▶ **Written task**: Return the exact lines spanning from the line with "the black leather" through the last line of the entries, boundaries included, and no others.

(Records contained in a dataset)
>>>
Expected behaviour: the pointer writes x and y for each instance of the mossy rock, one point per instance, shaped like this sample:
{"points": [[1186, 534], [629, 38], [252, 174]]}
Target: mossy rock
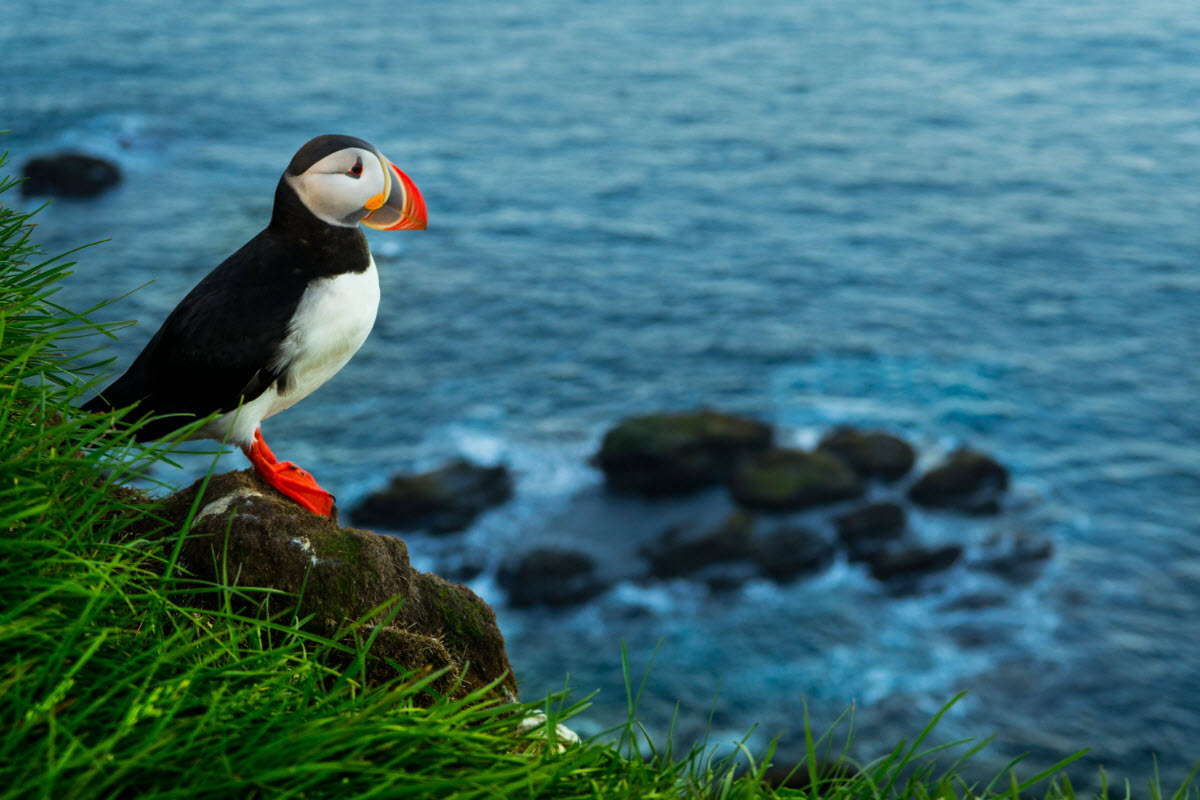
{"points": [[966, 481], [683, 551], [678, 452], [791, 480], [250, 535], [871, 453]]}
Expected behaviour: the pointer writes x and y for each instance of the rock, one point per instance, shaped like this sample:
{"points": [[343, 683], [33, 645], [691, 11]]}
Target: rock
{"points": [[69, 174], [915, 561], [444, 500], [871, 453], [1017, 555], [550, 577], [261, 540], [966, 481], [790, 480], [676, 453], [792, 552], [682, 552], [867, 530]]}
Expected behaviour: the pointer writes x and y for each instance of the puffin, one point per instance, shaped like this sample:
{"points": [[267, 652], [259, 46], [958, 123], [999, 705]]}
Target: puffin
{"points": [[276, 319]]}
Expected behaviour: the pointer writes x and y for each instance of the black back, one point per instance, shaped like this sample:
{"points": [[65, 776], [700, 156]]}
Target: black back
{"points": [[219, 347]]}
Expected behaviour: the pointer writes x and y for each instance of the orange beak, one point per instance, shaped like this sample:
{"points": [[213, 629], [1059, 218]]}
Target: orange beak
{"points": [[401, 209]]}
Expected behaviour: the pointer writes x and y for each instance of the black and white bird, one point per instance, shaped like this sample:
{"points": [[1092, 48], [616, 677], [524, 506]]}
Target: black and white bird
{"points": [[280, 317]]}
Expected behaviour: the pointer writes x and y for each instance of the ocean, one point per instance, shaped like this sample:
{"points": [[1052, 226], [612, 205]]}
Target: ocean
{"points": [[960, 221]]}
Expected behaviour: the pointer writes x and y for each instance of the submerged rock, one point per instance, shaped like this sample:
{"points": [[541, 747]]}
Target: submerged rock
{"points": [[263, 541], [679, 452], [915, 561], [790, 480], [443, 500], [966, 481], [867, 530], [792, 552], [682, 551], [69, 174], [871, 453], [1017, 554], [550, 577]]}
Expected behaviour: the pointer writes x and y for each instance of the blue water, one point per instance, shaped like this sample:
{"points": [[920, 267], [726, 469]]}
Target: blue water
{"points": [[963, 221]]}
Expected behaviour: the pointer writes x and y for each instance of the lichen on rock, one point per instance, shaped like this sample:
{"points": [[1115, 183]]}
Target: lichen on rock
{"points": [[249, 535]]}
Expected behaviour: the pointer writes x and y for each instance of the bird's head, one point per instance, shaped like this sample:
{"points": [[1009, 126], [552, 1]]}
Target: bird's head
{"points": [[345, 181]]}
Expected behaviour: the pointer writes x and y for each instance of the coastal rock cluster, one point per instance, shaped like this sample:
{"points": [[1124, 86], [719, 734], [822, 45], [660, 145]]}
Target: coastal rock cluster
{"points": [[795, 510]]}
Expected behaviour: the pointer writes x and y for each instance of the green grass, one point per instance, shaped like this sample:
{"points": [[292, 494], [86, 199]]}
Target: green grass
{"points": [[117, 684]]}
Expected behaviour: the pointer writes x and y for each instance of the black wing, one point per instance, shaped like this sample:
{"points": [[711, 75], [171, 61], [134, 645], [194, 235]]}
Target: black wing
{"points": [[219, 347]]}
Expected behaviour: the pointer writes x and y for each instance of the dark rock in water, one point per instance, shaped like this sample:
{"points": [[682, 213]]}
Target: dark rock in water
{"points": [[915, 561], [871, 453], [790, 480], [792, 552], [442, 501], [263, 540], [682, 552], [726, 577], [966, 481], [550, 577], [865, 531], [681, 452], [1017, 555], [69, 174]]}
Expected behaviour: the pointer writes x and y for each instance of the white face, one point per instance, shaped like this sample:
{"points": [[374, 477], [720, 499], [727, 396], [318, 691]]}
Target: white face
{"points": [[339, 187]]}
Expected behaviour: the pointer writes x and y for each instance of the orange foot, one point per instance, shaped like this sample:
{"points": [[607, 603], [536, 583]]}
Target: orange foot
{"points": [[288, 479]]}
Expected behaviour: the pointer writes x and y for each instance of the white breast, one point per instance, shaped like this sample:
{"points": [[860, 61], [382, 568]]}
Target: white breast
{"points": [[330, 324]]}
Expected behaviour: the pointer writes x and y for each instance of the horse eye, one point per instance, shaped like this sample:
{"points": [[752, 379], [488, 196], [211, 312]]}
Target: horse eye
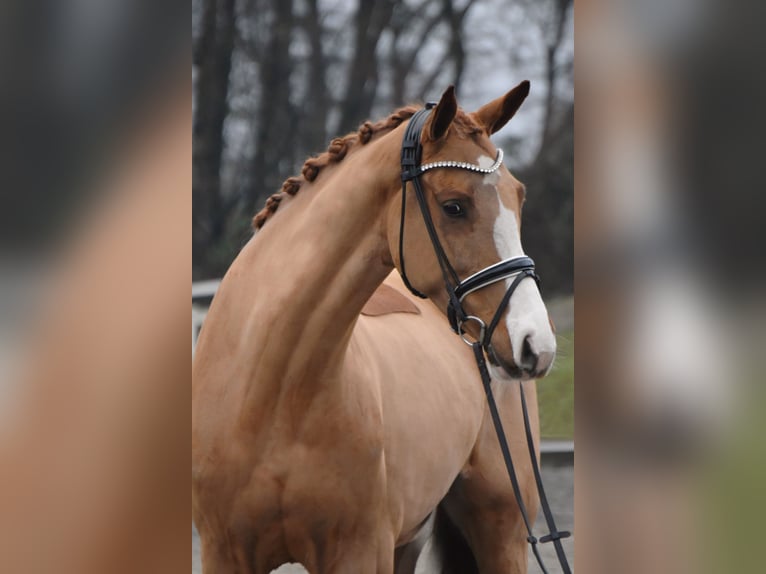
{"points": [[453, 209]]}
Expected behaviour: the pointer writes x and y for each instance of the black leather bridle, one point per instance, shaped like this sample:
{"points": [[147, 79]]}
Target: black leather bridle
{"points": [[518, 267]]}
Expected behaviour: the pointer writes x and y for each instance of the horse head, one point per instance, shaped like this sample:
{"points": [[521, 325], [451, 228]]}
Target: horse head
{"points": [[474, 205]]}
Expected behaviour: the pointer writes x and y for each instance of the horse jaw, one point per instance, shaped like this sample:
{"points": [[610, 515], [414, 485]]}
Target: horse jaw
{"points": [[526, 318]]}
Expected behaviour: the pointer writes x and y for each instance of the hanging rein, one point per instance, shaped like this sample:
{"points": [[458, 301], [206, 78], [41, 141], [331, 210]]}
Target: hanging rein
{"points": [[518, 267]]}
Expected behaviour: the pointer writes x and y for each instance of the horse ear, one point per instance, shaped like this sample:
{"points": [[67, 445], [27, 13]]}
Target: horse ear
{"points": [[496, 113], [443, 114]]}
<<<
▶ **In response**:
Expected behaviour: the pointer writes x and y for each instance of the black leather bridle, one point per instance, shaped like this sample:
{"points": [[147, 79]]}
Target: black leather bridle
{"points": [[518, 267]]}
Expected behaviour: the pointer writes x and y for each instance of the horse head, one point per instance, shaped like this sample:
{"points": [[521, 325], [451, 228]]}
Target: horse head
{"points": [[474, 205]]}
Expected behaviour: the pointer writes x and y for each instance of the horse jaw, one point per instance, shaped like this sample:
{"points": [[610, 515], [414, 485]]}
Target: horse jaw
{"points": [[526, 318]]}
Expected behaviour: the pointer writes x and y for each instance of the hanging rein, one point per instance, shaped like this sample:
{"points": [[458, 301], [206, 78], [41, 141], [331, 210]]}
Target: hanging rein
{"points": [[518, 267]]}
Expected behaviour: the pointer writes x and y for each instance of the horse ear, one point per instance, shaped like this sample:
{"points": [[67, 445], [27, 13]]}
Target: horse ear
{"points": [[496, 113], [443, 114]]}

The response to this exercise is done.